==== Vorliegender Text

Eltern bitten um die Anschaffung von Luftfiltern für landeseigene Kitas. Doch zwei Bezirke wollen keine Fördermittel beantragen – mit absurder Begründung.

Ist Gleichbehandlung wichtiger als Gesundheit? In Treptow-Köpenick und Neukölln ja. Eltern von Kindern, die Kitas des gemeinsamen landeseigenen Betriebs der Bezirke Neukölln und Treptow-Köpenick besuchen, haben das vom Treptow-Köpenicker Jugendstadtrat Gernot Klemm (Linke) mehr oder weniger schriftlich bekommen.

Wie der Tagesspiegel-Newsletter „Checkpoint“ am Freitag berichtete, hatten sich besorgte Eltern an den Eigenbetrieb „SüdOst“ gewandt und um die Anschaffung von Luftreinigungsgeräten gebeten, die virenbeladene Schwebeteilchen in der Raumluft filtern und unschädlich machen sollen.

Töpfe zur Finanzierung gäbe es mehrere: Neben einem mit 70 Millionen Euro bestückten Unterstützungsfond, den das Land Berlin im Februar aufgelegt hatte, können Einrichtungen für Kinder unter zwölf Jahren seit dem 11. Juni auch bis zu 500.000 Euro vom Bund für fest verbaute Luftfilteranlagen bekommen.

========
==== Datenauflistung

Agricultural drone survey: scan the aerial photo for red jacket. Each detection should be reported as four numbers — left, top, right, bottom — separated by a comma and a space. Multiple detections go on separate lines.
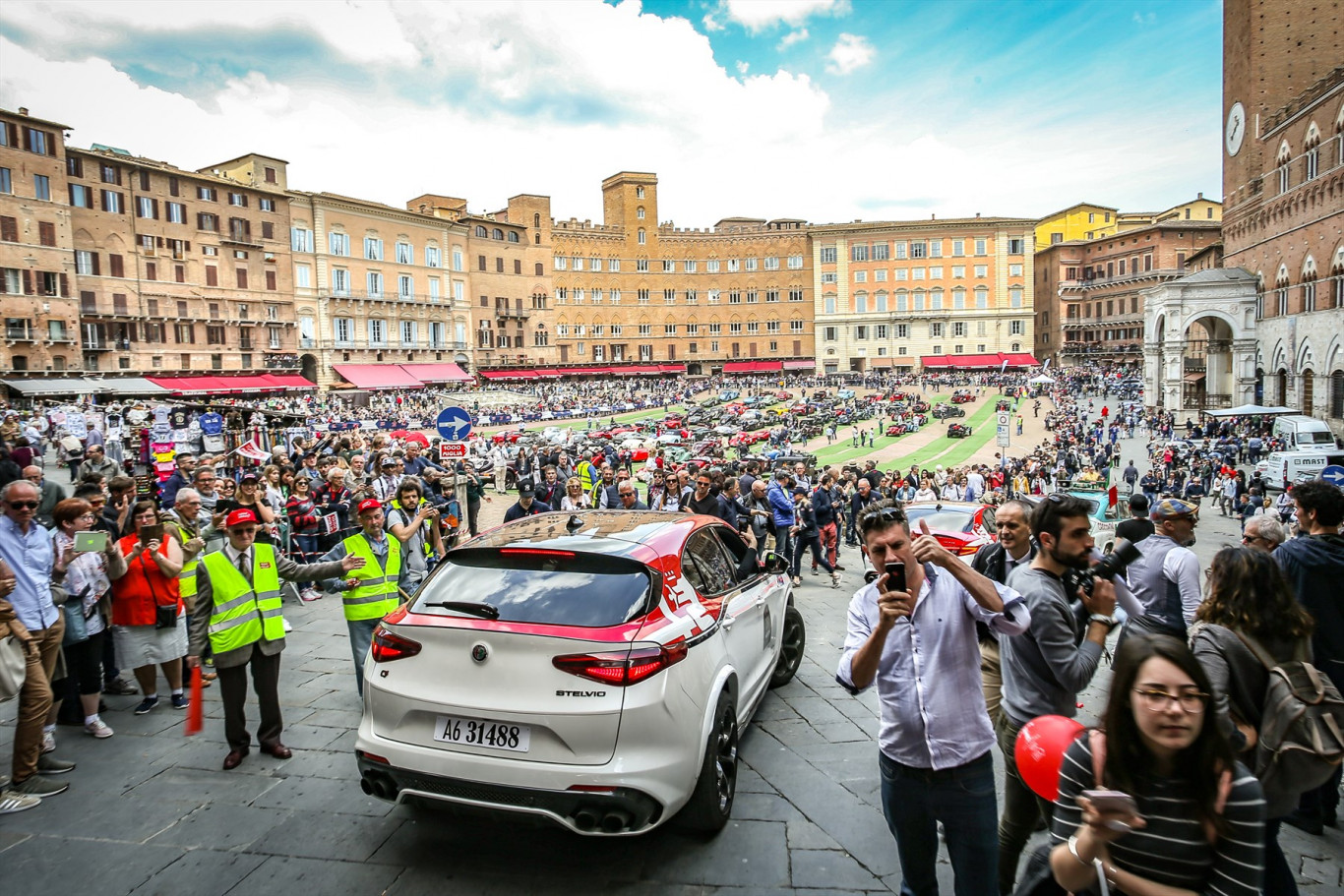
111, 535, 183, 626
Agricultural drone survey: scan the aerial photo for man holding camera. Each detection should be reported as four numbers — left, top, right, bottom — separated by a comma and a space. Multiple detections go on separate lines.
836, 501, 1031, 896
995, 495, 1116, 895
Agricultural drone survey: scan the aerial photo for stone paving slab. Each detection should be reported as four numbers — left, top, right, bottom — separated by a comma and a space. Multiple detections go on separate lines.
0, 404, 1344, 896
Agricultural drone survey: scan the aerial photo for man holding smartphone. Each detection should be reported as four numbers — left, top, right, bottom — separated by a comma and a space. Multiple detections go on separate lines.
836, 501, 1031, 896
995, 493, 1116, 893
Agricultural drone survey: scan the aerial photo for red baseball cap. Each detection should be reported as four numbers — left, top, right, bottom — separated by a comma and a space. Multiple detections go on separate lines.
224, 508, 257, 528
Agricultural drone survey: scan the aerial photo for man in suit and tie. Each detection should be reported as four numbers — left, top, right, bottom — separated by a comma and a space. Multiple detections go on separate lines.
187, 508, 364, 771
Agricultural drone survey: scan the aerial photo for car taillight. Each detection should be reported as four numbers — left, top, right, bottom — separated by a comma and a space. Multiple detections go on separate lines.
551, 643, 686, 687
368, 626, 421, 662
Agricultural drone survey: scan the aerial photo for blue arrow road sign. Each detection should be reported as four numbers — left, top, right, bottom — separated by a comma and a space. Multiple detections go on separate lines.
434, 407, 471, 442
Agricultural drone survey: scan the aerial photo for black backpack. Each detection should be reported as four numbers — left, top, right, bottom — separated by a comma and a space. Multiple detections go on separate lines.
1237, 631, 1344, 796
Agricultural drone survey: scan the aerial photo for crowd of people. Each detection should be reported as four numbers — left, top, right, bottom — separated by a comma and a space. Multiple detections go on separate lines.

========

Aufgabenstellung: Schreiben Sie aus dem Text über Luftfilter für Kitas den Abschnitt von „Eltern bitten um“ bis „weniger schriftlich bekommen.“ wortgetreu ab.

Ergebnis:
Eltern bitten um die Anschaffung von Luftfiltern für landeseigene Kitas. Doch zwei Bezirke wollen keine Fördermittel beantragen – mit absurder Begründung.

Ist Gleichbehandlung wichtiger als Gesundheit? In Treptow-Köpenick und Neukölln ja. Eltern von Kindern, die Kitas des gemeinsamen landeseigenen Betriebs der Bezirke Neukölln und Treptow-Köpenick besuchen, haben das vom Treptow-Köpenicker Jugendstadtrat Gernot Klemm (Linke) mehr oder weniger schriftlich bekommen.